2025-10-17, 2025-10-18
Exploring Rust Traits
Ferris the mascot crab is here to help, hopefully, 'cause I'm gonna need it.
Welcome to my first blog in my Rust Rabbit Holes series! In these I'll just try implementing something relatively simple and then pull on the various threads to see where they lead.
I'm a Rust noob. I've dabbled for a few years and written a small-but-non-trivial project, but I'm far, far from expert.
So I'm going to just mess around with the language a bit and see what it takes to do what. And see what I learn along the way. And if anything is wrong in this blog, it's because I'm human. 😊 Corrections and additional comments welcome, of course.
For this exploration, I had in mind to just compare buffered and unbuffered file I/O. But then it got into traits a bit. And I ran with that.
Reader skill level: beginner, like me.
Traits
If you aren't familiar with the concept of Rust traits, you can very loosely think of them as "interfaces" or "abstract classes" in other languages. They're a description of methods you must have in order to implement a particular trait.
For example, to implement the Read
trait in Rust, your
struct
must implement a read()
function with the proper signature.
There are plenty more details in the Rust Book.
Buffered and Unbuffered Reads
At a low level, the OS typically exposes an interface that just lets you
synchronously read a chunk of bytes into memory. On Unix-likes, this is
the read()
syscall.
This is inconvenient for a number of reasons, two of which are:
-
Each syscall is expensive, and if you do a lot of tiny reads, that's overhead. It's better to do one big actual OS read, and then all your smaller reads can take place in user space without that overhead.
-
The OS doesn't allow you to do fun things like "read a single line of data" because its interface is so simplistic. You'd have to micromanage that yourself. A buffered I/O system, since it already grabbed a big chunk of input, can scan ahead for newlines and return single lines.
In C, the stdio.h
I/O functions are all typically buffered. If you
want unbuffered, you either tell the C I/O subsystem to go unbuffered,
or you can call the OS directly.

**RECORDS SUPPLIED**
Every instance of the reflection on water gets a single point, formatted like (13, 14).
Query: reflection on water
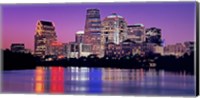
(84, 80)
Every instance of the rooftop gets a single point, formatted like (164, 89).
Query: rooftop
(114, 15)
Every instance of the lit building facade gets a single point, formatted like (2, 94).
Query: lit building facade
(44, 36)
(77, 50)
(17, 47)
(189, 45)
(136, 33)
(114, 30)
(93, 30)
(57, 49)
(176, 50)
(79, 37)
(153, 35)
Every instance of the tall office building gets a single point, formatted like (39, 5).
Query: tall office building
(153, 35)
(79, 37)
(177, 49)
(93, 30)
(136, 33)
(44, 36)
(114, 30)
(17, 47)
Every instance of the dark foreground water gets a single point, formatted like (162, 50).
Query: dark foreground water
(74, 80)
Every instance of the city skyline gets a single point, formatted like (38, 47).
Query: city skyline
(178, 21)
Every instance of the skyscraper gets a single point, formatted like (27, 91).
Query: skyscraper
(17, 47)
(153, 35)
(136, 33)
(93, 30)
(44, 36)
(79, 36)
(114, 30)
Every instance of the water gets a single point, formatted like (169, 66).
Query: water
(74, 80)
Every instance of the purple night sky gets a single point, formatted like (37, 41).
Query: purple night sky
(177, 20)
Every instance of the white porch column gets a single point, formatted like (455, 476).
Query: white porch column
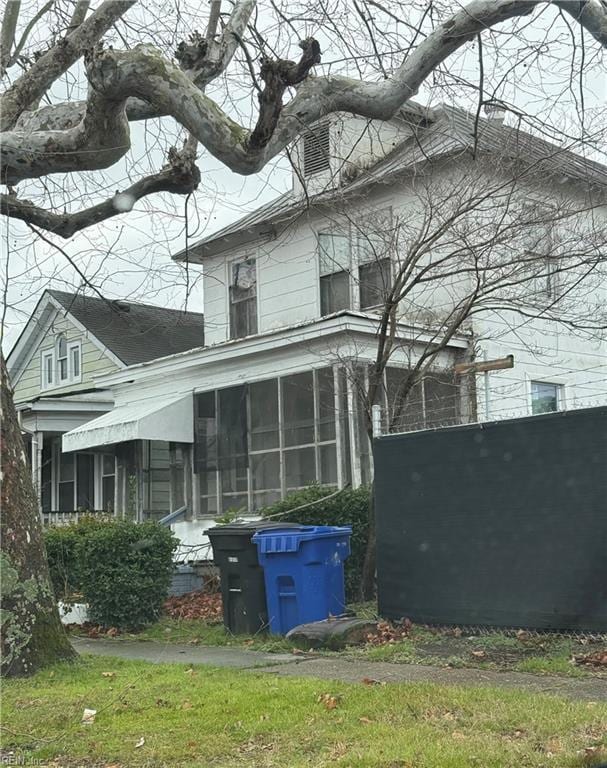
(36, 448)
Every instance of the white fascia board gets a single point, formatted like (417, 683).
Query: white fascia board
(86, 333)
(351, 323)
(90, 406)
(34, 331)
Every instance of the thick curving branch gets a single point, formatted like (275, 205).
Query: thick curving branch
(201, 61)
(277, 77)
(34, 83)
(122, 81)
(180, 176)
(591, 14)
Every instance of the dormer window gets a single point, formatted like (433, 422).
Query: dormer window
(316, 150)
(61, 365)
(62, 360)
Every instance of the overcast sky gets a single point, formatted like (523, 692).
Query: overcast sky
(129, 256)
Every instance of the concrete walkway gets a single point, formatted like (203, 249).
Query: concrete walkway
(342, 668)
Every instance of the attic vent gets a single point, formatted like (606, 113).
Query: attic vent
(316, 149)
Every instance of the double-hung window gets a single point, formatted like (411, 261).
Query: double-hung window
(243, 299)
(545, 397)
(48, 368)
(62, 364)
(62, 360)
(334, 254)
(374, 264)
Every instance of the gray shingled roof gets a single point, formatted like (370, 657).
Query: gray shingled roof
(449, 132)
(134, 332)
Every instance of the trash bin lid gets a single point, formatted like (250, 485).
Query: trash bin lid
(285, 539)
(247, 529)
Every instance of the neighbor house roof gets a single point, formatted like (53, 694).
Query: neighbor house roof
(135, 333)
(447, 131)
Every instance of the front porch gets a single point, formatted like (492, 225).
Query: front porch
(251, 444)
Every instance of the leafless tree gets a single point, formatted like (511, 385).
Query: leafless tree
(82, 82)
(469, 241)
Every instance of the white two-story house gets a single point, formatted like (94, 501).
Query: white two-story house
(69, 340)
(276, 398)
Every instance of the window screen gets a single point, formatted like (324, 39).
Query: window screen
(544, 397)
(243, 299)
(374, 283)
(334, 255)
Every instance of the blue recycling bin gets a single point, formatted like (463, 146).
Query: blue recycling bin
(303, 572)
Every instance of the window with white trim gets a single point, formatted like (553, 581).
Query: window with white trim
(316, 149)
(62, 364)
(373, 243)
(62, 359)
(47, 366)
(255, 443)
(546, 397)
(243, 298)
(74, 353)
(334, 255)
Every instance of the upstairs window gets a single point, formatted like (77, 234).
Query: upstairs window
(334, 254)
(62, 364)
(374, 265)
(62, 360)
(545, 397)
(316, 150)
(48, 369)
(243, 299)
(374, 283)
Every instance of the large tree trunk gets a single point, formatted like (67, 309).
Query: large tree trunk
(32, 633)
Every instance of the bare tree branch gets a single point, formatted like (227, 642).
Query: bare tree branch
(34, 83)
(179, 176)
(7, 32)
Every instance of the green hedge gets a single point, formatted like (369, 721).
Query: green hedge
(350, 507)
(122, 569)
(61, 548)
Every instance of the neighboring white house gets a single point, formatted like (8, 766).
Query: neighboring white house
(270, 403)
(69, 340)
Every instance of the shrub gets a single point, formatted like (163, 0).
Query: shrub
(121, 568)
(350, 507)
(61, 548)
(125, 570)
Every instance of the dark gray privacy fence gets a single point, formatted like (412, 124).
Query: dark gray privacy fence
(502, 524)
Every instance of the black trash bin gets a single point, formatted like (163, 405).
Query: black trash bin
(243, 590)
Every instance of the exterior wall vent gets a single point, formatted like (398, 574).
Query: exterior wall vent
(316, 150)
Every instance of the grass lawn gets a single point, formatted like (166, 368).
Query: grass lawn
(545, 654)
(209, 717)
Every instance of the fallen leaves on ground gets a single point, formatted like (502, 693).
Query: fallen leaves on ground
(387, 632)
(595, 659)
(195, 605)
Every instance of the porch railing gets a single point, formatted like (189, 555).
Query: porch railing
(65, 518)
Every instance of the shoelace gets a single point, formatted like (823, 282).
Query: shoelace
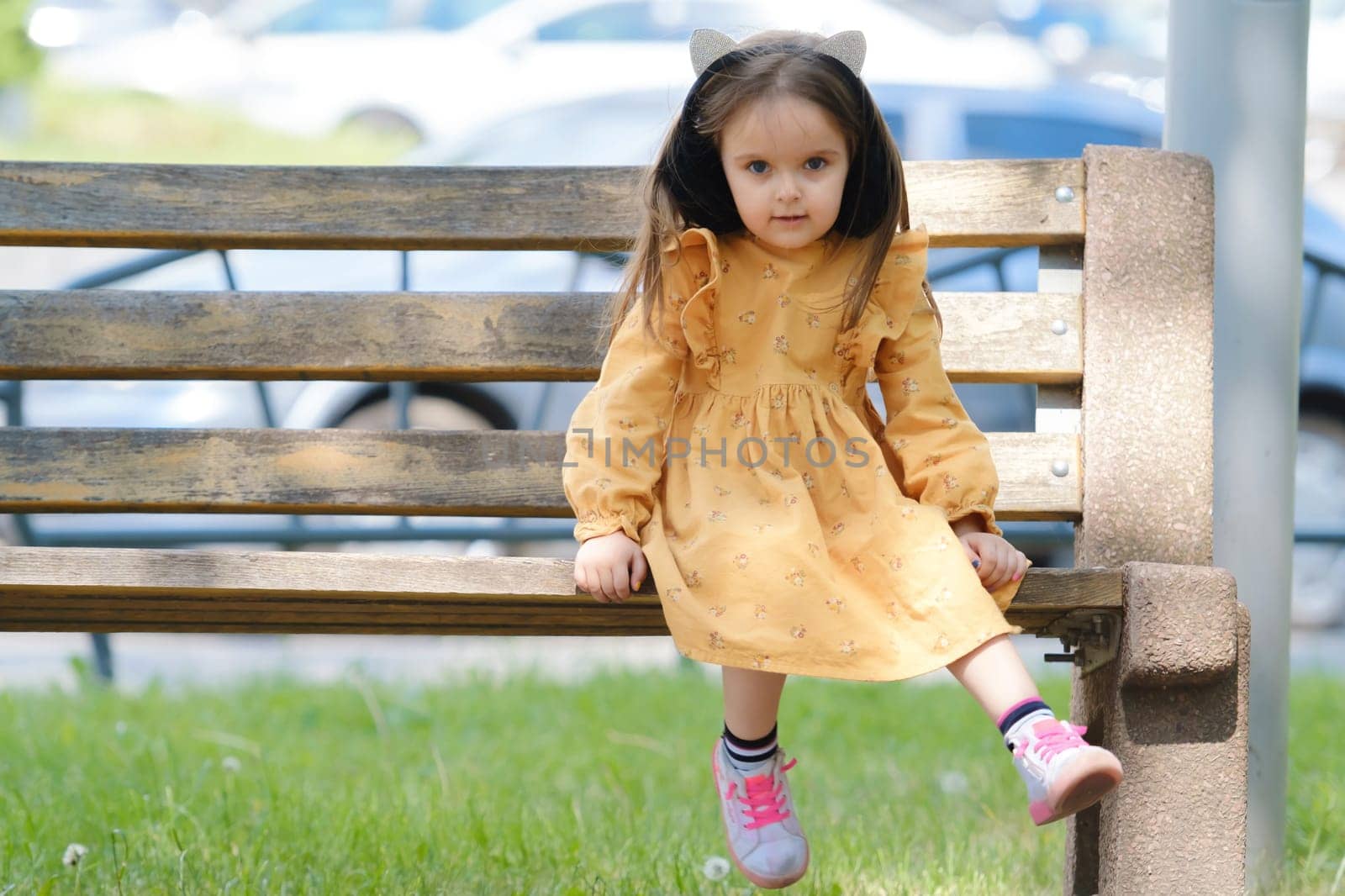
(764, 799)
(1056, 741)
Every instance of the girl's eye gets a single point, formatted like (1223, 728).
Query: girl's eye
(755, 161)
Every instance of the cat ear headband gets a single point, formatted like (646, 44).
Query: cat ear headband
(693, 171)
(709, 45)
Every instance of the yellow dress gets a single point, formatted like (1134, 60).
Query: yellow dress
(786, 526)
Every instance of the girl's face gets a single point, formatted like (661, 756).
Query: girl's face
(786, 163)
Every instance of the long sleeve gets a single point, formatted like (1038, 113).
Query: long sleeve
(615, 444)
(945, 459)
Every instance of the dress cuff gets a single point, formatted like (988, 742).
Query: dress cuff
(985, 512)
(598, 522)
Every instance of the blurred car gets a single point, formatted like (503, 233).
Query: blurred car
(421, 65)
(928, 123)
(71, 24)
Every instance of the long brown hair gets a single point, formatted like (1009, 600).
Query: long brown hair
(764, 66)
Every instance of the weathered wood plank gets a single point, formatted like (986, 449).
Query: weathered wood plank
(401, 472)
(995, 202)
(150, 589)
(114, 334)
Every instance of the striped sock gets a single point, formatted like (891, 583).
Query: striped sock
(750, 756)
(1026, 712)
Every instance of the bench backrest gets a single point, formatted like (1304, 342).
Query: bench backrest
(1122, 444)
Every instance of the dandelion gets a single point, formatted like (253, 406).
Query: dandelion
(716, 868)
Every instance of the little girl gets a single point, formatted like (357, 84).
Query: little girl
(730, 444)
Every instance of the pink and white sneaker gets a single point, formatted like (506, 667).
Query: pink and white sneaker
(1064, 774)
(759, 824)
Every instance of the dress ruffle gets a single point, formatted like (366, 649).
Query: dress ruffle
(701, 252)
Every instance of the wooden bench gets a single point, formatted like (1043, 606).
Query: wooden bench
(1122, 447)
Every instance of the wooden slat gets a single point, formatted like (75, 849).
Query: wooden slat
(114, 334)
(356, 472)
(147, 589)
(997, 202)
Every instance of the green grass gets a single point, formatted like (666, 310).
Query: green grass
(82, 124)
(276, 786)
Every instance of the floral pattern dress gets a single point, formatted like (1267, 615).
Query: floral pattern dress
(787, 526)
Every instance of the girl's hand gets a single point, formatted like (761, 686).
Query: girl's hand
(995, 560)
(609, 567)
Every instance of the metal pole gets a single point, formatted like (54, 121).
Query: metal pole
(1237, 93)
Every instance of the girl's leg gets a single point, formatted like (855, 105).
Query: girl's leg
(751, 701)
(1063, 772)
(995, 676)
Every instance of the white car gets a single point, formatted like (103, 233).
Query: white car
(439, 69)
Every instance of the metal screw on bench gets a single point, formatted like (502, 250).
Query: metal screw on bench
(1078, 638)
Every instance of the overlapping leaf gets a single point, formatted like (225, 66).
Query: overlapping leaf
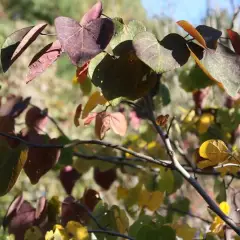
(44, 59)
(17, 43)
(82, 43)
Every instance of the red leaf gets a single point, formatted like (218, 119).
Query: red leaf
(29, 38)
(81, 72)
(89, 118)
(102, 124)
(235, 40)
(43, 59)
(93, 13)
(118, 123)
(77, 115)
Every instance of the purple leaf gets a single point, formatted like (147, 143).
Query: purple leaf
(19, 42)
(43, 59)
(10, 45)
(68, 177)
(83, 43)
(93, 13)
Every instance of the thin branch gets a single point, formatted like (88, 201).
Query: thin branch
(111, 233)
(213, 206)
(187, 213)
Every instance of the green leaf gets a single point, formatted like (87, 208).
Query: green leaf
(228, 118)
(170, 53)
(11, 164)
(164, 93)
(142, 220)
(224, 66)
(124, 76)
(66, 153)
(124, 32)
(194, 79)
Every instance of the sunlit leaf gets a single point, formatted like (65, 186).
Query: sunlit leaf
(118, 123)
(192, 31)
(205, 122)
(77, 230)
(150, 200)
(92, 37)
(33, 233)
(214, 150)
(44, 59)
(77, 115)
(95, 99)
(235, 40)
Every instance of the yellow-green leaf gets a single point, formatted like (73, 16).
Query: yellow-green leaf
(150, 200)
(77, 230)
(214, 150)
(95, 99)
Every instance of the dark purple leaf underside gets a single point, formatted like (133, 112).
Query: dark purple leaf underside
(93, 13)
(83, 43)
(44, 59)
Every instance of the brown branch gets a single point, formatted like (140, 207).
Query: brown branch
(213, 206)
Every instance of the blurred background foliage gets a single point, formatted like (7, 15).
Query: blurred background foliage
(55, 90)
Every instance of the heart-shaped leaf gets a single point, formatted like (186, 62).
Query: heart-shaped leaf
(10, 45)
(9, 53)
(210, 35)
(224, 66)
(11, 164)
(191, 30)
(124, 76)
(93, 13)
(44, 59)
(82, 43)
(163, 56)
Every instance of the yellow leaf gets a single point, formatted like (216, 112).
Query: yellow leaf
(33, 233)
(77, 230)
(218, 223)
(95, 99)
(122, 193)
(205, 122)
(150, 200)
(184, 231)
(214, 150)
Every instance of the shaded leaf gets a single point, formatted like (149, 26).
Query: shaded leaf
(68, 177)
(162, 56)
(192, 31)
(235, 40)
(124, 32)
(11, 163)
(105, 178)
(124, 76)
(223, 65)
(43, 59)
(10, 45)
(77, 115)
(83, 43)
(93, 13)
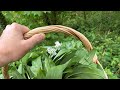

**LIST OF TASKS**
(a) In the blog post on Rust traits, what syscall do Unix-likes provide for reading a chunk of bytes into memory?
(b) In the Rust traits blog post, rewrite the passage from "So I'm going" to "the proper signature.", changing "struct" to "type".
(c) Write the next part of the blog post on Rust traits and buffered file I/O, picking up after its last sentence.

**SOLVED PROBLEMS**
(a) The read() syscall.

(b)
So I'm going to just mess around with the language a bit and see what it takes to do what. And see what I learn along the way. And if anything is wrong in this blog, it's because I'm human. 😊 Corrections and additional comments welcome, of course.
For this exploration, I had in mind to just compare buffered and unbuffered file I/O. But then it got into traits a bit. And I ran with that.
Reader skill level: beginner, like me.
Traits
If you aren't familiar with the concept of Rust traits, you can very loosely think of them as "interfaces" or "abstract classes" in other languages. They're a description of methods you must have in order to implement a particular trait.
For example, to implement the Read
trait in Rust, your
type
must implement a read()
function with the proper signature.

(c)
In Rust, both modes are present in the standard library. In the modern style, you first open a file in unbuffered mode, and then you wrap that up in some buffering functionality if you want that.
Unbuffered Reads in Rust
Rust does unbuffered I/O with its struct File
type. It
implements the
Read
trait which
gives us this method, among others:
fn read(&mut self, buf: &mut [u8]) -> Result<usize>;
That's a hard parse if you're new to Rust, but the gist is that you're
going to pass in a mutable reference to an array of bytes in buf
(mutable so that read()
can put bytes in it!) and it returns a
Result
object telling you the number of bytes that have been read.
(Incidentally, this is exactly how Unix read()
syscall works.)
So after you call read()
on your file object, hopefully that buf
parameter gets filled up with some bytes and the returned Result
holds
the number of bytes that we read.
Here's a bit of a demo that does this:
use std::fs::File;
use std::error::Error;
use std::io::Read;
fn unbuffered_demo() -> Result<(), Box<dyn Error>> {
const BUFSIZE: usize = 128;
// Open the file
let mut file = File::open("input.txt")?;
// Buffer to read bytes into
let mut buf = [0u8; BUFSIZE];
// Call file.read repeatedly, trying to get BUFSIZE bytes
loop {
let bytes_read = file.read(&mut buf)?;
// Check for end-of-file
if bytes_read == 0 {
break;
}
// Otherwise, convert bytes to a string
let str_val = std::str::from_utf8(&buf[..bytes_read])?;
print!("{}", str_val);
}
Ok(())
}
Interesting that we had to bring in the std::io::Read
trait even
though it doesn't appear in our code. It's because File
implements it
that we have to do that, apparently.
Also check out that std::str::from_utf8()
call. I'm assuming the bytes
in that files are UTF-8 encoded
(they are in my input.txt
). I pass in &buf[..bytes_read]
which is a
slice of the buffer just composed of how ever many bytes I read.
Hopefully the number of bytes is BUFSIZE
, but the file is unlikely to
be an exact multiple of that so the last read is short.
When there is a short read, values in the [u8]
array past the end of
the read just have whatever was in there from the previous read. So we
slice those off.
Finally, the function return type is interesting:
fn unbuffered_demo() -> Result<(), Box<dyn Error>> {
That's the classic Result
, but what's the rest of it? My function
returns Ok(())
in the good case. But we have all those ?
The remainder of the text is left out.